But plenty of people, including inside your organization, are still asking: ‘what is ransomware?’ And even those in the know need briefings to keep up to speed on what’s lurking out there, hoping to deliver chaos in exchange for cash.
But we’ve got you covered, because we’re about to run through the nuts and bolts and then build on that with how ransomware works, what makes it such a dangerous threat, and we’ll walk you through a ransomware Most Wanted.
In other words, you’ll know what you’re up against and how best to protect your people and systems against it.
Stay informed and stay safe.
Let’s do this!
We’ve broken our ransomware guide into the following categories:
Definition of ransomware
How does ransomware work
The history of ransomware
Ransomware’s most wanted
How to prevent ransomware
What is the definition of ransomware
Don’t @ us. We know it’s a cliche to start with a definition but, what can we say, it’s a very good place to start.
The definition of ransomware is a type of malicious software, or malware, that cybercriminals use to encrypt files on a device, holding them hostage until a ransom is paid.
There you go. That was over quickly, wasn’t it? It’s a short definition because ransomware can be and do a lot of things in a lot of places:
And, with the internet connected to almost every device we’ve expanded our horizons, but from now on, we’ve also opened up our entire worlds to possible ransomware threats.
The truth is this: Ransomware can be used to attack any size network. It doesn’t matter whether you’ve just got individual computers or huge enterprise servers. Either way, it can pose a huge threat to financial data and other sensitive information.
When attackers luck out with a vulnerable system, they break in using one of their favorite techniques, like:
- phishing emails with malicious attachments
- social engineering
- removable devices like USB sticks called Rubber Duckys
But there’s a lot more to understand about this cybercrime MO. Organizations and people need to protect themselves from these cyber threats with the right security measures. It’s something we’re passionate about and we’ll look at how to do that later, but first: How does ransomware work?
“Cyber criminals behind ransomware will always target organizations with low levels of IT security, and who have a need to remain operational.”
How does ransomware work
It’s important for anyone with access to your system to understand the basics of ransomware activity. Here’s our take.
So, if you’ve read this far (or if you’ve spent at least 3 minutes in a cybersecurity role), you’ll know how ransomware is an attack that encrypts data on a computer or network, often posing a threat to financial data, not to mention other sensitive information, and then asks the victim to pay a ransom.
But how does it actually work? Ransomware attackers usually follow these three steps…
Step 1. INFECT
Like any viral malware, a ransomware virus has a multitude of ways to enter and infect your system, like our good old friend, phishing emails. But we know it’s not news to you or your security team that all it takes is someone clicking on a link in a malicious email.
But that doesn’t make it any less chilling, especially when someone in your organization happens to click on the link and inadvertently welcomes the malware in like a long-lost friend, maybe offers it a hot beverage and hangs up its coat for it.

-- DIRECTIONS FOR THIS TASK --
Condense the ransomware passage into two sentences.

-- DATASET EXCERPTS --

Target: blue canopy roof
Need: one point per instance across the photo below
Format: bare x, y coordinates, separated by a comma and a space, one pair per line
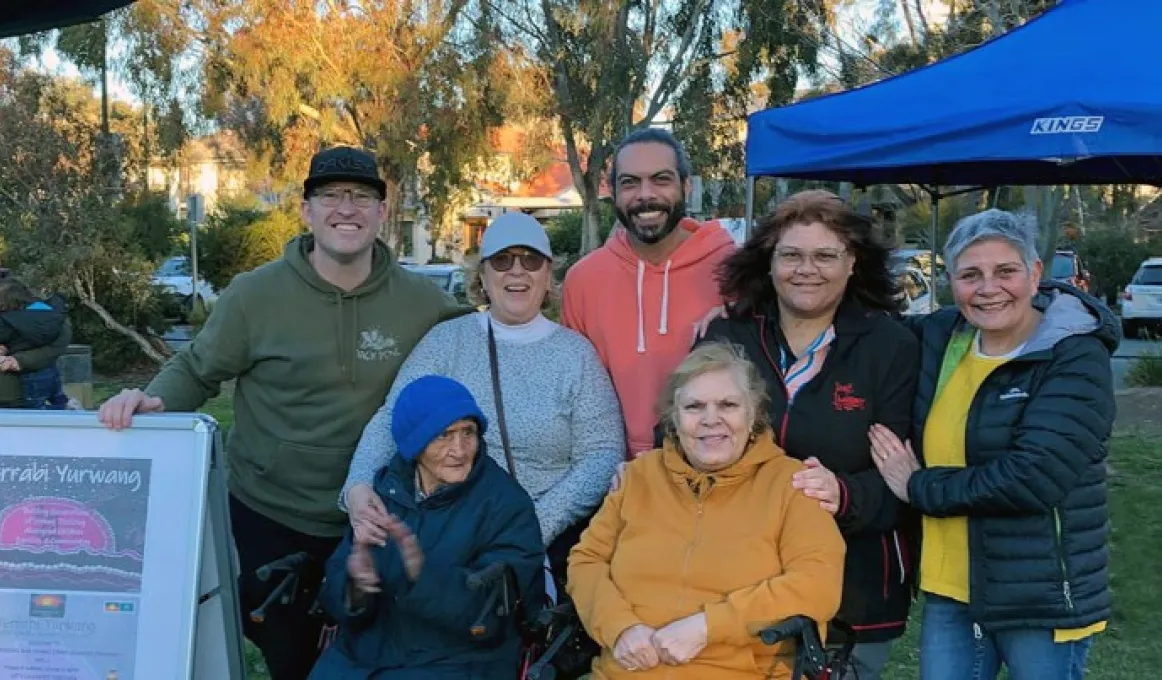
1071, 97
23, 16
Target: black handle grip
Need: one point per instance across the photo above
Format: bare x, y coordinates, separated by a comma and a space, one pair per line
487, 575
291, 563
787, 629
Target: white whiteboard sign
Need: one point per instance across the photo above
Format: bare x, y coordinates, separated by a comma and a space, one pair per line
106, 549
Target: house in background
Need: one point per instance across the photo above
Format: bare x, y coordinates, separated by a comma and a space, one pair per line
214, 167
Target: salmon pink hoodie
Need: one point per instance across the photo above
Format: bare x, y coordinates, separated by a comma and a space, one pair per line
642, 317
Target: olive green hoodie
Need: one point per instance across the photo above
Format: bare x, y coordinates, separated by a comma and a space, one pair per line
313, 363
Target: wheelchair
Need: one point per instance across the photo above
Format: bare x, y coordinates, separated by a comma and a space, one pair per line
812, 660
551, 631
551, 645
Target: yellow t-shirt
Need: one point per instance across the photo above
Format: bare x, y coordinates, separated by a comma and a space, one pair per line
944, 558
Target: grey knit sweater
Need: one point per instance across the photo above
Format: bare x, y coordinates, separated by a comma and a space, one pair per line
564, 419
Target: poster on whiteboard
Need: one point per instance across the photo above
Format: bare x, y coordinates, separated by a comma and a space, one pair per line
72, 542
103, 544
72, 523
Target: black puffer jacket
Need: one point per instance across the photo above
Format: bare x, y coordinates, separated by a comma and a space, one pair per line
1034, 489
868, 377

-- COMPLETED EXERCISE --
Ransomware is malicious software that cybercriminals use to encrypt files on a device and hold them hostage until a ransom is paid, and it can attack networks of any size, from individual computers to huge enterprise servers. Attackers break in through techniques such as phishing emails with malicious attachments, social engineering and removable devices like USB sticks, and infection can take nothing more than someone clicking a link in a malicious email.